- What the exercise asks -
Reproduce every line from the one containing "Confirm that each instance of the car rear bumper" through the end of the records, both included, with the requests kept in place, and add 57 to each coordinate value. Omit the pictures from your answer.

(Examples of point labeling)
- - -
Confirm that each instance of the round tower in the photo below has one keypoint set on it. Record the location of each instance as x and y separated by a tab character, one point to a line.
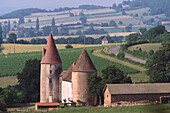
80	75
51	68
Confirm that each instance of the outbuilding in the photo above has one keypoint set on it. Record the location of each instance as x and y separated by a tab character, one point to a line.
114	93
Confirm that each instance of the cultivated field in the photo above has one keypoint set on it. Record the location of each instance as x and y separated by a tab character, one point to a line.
146	47
14	63
8	80
155	108
20	48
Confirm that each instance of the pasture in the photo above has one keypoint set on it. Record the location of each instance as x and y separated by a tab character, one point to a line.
14	63
153	108
20	48
8	80
146	47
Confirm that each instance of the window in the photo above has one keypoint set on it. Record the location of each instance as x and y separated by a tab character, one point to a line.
50	80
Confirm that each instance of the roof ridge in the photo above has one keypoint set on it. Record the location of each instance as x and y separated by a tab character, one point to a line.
50	52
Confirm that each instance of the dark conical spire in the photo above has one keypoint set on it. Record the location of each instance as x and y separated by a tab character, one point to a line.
84	63
50	53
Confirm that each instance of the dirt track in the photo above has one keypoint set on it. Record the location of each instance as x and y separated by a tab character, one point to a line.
115	50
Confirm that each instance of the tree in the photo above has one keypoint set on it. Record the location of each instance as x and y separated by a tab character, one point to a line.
159	69
12	38
29	81
121	56
64	31
143	32
113	75
53	22
83	20
37	25
9	26
55	30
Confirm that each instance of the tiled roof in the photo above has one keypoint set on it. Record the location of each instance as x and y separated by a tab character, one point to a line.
104	39
50	53
150	88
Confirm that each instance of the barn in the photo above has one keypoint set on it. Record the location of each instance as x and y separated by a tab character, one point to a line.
135	92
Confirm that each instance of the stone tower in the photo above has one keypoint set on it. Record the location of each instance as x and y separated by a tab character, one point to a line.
51	67
80	74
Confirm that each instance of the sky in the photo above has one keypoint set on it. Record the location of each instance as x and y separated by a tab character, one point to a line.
7	6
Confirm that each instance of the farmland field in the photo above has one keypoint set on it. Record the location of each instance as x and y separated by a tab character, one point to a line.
14	63
20	48
8	80
153	108
146	47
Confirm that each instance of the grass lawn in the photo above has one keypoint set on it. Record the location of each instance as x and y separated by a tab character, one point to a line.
8	80
156	108
139	77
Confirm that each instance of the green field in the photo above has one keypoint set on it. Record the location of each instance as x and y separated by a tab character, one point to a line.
8	80
15	62
156	108
146	47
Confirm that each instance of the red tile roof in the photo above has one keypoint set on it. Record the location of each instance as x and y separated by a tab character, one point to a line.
48	104
84	63
104	39
50	53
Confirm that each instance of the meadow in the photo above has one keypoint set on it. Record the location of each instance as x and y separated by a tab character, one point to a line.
146	47
14	63
153	108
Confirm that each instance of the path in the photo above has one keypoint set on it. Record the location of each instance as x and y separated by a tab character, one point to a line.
115	50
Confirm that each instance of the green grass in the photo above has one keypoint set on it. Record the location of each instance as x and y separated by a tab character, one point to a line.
15	62
156	108
8	80
139	77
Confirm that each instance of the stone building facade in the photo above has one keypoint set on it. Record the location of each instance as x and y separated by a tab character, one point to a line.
57	85
135	92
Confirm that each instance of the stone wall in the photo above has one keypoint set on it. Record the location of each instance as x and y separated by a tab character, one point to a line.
49	82
80	86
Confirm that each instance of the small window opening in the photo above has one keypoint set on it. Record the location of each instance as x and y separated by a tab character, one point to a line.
50	80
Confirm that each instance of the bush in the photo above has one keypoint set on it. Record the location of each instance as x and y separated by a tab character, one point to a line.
68	46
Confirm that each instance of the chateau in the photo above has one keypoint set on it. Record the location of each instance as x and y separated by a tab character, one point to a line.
57	85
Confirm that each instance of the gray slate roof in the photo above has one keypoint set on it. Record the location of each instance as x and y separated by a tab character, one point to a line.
139	88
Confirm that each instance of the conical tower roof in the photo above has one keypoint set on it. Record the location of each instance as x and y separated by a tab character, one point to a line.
84	63
50	53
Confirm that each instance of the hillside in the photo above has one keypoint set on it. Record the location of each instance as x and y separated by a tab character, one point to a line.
125	17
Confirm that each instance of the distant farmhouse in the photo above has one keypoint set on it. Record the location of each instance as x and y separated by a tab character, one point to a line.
71	85
105	41
114	93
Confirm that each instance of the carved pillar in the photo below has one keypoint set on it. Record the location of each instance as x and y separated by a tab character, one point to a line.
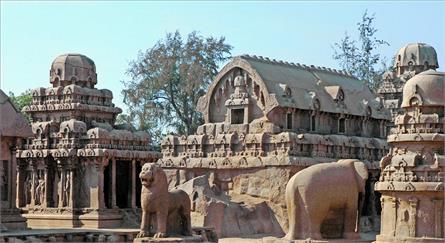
394	202
69	186
133	183
20	193
373	206
438	217
33	183
46	193
413	216
97	199
62	182
113	183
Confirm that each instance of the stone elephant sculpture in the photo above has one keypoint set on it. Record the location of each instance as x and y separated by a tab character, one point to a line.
314	191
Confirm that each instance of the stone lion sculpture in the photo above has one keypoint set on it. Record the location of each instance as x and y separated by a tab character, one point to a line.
171	210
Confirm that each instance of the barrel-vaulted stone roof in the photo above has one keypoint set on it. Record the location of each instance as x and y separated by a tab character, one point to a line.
304	87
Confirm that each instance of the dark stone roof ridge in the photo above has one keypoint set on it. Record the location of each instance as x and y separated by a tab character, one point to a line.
298	65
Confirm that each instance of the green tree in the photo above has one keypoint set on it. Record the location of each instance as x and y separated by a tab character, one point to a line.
168	79
360	57
22	100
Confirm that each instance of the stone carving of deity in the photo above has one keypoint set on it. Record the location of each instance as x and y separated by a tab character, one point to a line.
27	190
66	189
40	192
3	184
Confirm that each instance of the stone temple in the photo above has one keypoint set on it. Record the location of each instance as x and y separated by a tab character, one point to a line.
13	130
265	120
412	178
80	169
410	60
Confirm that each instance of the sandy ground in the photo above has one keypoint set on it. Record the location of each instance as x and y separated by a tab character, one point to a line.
365	237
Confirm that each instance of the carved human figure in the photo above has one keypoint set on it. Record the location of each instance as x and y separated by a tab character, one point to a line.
40	192
313	192
28	189
157	200
66	190
3	184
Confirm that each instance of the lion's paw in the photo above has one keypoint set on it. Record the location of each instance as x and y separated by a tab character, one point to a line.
160	235
142	234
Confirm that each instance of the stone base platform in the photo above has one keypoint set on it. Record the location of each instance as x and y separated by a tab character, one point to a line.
280	240
72	219
11	219
183	239
386	239
99	235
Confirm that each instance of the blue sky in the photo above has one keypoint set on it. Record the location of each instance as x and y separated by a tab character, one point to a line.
112	32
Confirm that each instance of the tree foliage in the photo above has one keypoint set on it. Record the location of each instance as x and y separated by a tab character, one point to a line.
168	79
360	57
22	100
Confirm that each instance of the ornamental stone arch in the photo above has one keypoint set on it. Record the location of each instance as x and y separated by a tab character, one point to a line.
221	78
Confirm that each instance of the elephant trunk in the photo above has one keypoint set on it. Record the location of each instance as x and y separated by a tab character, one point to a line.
361	202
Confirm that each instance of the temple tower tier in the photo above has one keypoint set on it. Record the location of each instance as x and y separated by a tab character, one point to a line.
80	168
412	174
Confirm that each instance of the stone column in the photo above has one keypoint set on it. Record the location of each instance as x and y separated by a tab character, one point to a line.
70	199
46	192
133	183
21	173
33	184
61	193
438	217
113	183
97	190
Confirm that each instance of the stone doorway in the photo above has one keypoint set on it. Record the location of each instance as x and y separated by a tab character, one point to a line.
107	185
138	185
123	189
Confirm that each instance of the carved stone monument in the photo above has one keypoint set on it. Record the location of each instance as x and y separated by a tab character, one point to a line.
412	177
170	210
410	60
14	128
315	191
265	120
80	169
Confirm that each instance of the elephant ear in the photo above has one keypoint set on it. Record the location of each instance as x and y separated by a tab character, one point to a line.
362	171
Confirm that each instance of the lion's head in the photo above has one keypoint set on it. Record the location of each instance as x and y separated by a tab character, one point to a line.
151	174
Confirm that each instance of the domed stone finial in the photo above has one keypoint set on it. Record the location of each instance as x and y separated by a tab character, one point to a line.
73	68
416	57
424	89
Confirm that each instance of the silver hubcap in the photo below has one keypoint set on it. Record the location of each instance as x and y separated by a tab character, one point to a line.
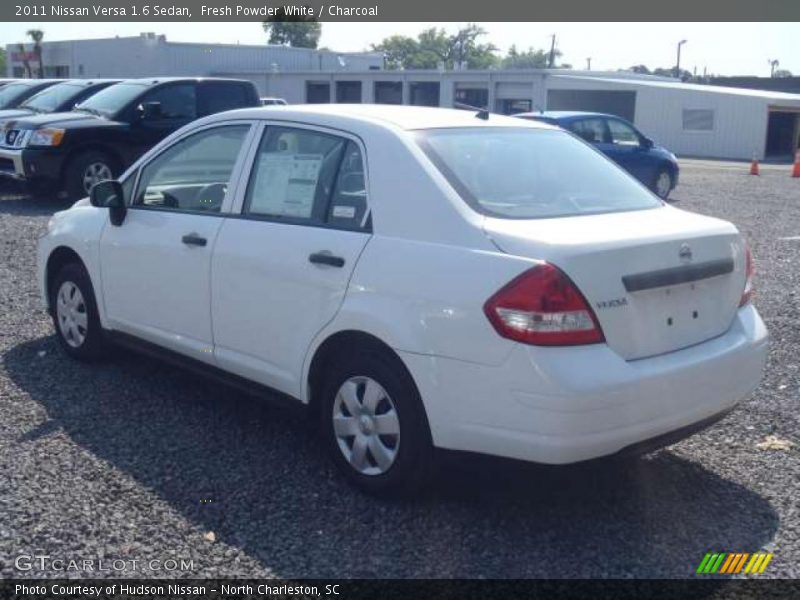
366	425
95	173
73	320
663	184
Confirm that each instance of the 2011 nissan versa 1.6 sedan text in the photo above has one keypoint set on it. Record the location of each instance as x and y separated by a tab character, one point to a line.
418	278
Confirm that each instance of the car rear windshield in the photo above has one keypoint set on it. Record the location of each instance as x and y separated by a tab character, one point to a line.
113	99
51	98
525	173
11	92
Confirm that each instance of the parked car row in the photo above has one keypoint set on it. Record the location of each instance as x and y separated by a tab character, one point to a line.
72	134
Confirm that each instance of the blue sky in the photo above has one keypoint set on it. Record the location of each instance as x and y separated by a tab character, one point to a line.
722	48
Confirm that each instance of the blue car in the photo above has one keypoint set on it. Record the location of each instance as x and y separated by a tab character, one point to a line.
654	166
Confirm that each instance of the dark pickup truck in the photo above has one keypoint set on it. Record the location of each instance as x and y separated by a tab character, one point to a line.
67	153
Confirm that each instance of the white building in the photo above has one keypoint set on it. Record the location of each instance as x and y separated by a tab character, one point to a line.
689	119
149	55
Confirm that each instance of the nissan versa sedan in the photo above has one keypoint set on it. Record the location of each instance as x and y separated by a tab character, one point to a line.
417	278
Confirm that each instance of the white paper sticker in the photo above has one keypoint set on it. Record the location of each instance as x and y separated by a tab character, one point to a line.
344	212
285	184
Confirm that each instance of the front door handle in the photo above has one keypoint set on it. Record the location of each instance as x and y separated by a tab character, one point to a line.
325	258
193	239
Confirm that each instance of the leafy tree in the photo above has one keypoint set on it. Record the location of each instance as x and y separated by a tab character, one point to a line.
296	31
434	47
36	36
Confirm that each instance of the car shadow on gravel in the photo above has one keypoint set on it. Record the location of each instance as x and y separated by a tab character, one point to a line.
258	478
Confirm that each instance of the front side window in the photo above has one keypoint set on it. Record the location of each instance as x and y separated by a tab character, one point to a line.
623	134
303	176
591	130
177	101
523	173
192	175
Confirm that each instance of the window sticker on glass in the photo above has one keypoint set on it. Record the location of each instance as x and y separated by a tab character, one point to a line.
286	184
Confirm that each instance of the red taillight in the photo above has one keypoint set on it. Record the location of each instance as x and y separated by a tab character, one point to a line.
543	307
750	270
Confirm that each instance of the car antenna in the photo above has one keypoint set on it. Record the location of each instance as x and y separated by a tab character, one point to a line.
482	113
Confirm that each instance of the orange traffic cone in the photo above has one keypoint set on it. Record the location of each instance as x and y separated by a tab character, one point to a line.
754	167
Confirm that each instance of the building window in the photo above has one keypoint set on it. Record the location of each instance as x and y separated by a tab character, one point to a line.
513	107
388	92
424	93
318	93
695	119
472	97
348	92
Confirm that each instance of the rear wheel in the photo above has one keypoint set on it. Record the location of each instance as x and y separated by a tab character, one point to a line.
374	424
74	311
662	184
87	169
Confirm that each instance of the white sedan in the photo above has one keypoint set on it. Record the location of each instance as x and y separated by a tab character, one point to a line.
418	278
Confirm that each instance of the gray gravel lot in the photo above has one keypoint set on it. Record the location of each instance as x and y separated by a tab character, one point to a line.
120	460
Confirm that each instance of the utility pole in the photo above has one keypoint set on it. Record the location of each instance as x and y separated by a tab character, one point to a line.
678	62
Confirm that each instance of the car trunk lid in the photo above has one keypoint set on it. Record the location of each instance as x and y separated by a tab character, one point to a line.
658	280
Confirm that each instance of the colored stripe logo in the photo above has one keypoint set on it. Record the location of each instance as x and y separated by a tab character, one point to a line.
732	563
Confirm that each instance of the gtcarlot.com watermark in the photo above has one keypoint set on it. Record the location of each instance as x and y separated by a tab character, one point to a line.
47	563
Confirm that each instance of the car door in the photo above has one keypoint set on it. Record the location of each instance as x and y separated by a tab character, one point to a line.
625	147
155	267
177	106
280	270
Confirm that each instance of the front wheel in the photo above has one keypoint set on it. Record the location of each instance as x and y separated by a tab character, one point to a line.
85	170
662	184
75	316
374	424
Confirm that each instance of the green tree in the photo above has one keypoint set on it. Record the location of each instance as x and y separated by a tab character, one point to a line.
528	59
36	36
434	47
296	31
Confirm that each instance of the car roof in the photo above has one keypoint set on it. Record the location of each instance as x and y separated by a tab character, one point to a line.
563	114
160	80
398	116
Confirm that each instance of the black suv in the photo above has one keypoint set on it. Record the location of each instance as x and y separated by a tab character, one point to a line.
69	152
56	98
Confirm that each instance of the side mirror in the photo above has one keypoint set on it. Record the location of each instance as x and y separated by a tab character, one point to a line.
109	194
149	111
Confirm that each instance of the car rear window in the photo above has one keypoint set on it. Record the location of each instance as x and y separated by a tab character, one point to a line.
524	173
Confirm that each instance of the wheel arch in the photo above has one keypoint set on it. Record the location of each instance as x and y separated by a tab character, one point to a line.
342	341
58	258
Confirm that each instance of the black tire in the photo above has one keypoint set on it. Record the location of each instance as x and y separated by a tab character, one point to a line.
78	168
92	347
413	461
658	187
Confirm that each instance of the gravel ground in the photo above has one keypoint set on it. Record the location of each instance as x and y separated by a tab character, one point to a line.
132	460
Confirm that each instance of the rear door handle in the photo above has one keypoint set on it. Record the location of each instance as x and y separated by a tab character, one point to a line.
193	239
325	258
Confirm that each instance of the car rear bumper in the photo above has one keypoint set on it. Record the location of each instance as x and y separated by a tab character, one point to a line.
563	405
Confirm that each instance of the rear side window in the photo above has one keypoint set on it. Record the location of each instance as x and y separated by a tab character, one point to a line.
307	177
178	101
523	173
214	97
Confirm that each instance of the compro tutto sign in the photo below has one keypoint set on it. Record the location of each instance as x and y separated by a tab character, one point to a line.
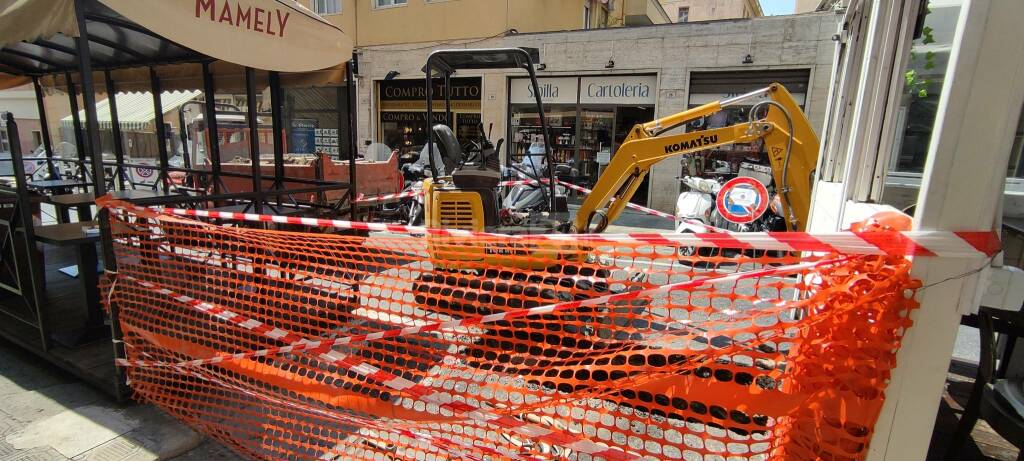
- - -
- Task answer -
Confirm that each instance of the car rear bumper in the photo above has one keypoint set on it. Record the location of each instance as x and y separated by a tab character, one point to a line.
620	462
Confirm that each instance of the rear side window in the photo above has one keypoint set on it. Record the location of each instance as x and y separated by a tab character, one point to a line.
364	234
235	158
580	230
271	154
Confirm that each instance of the compro tutto sign in the photo below has one keypoint set on it. Record the location of each instance as x and y separated by a tab character, one point to a line.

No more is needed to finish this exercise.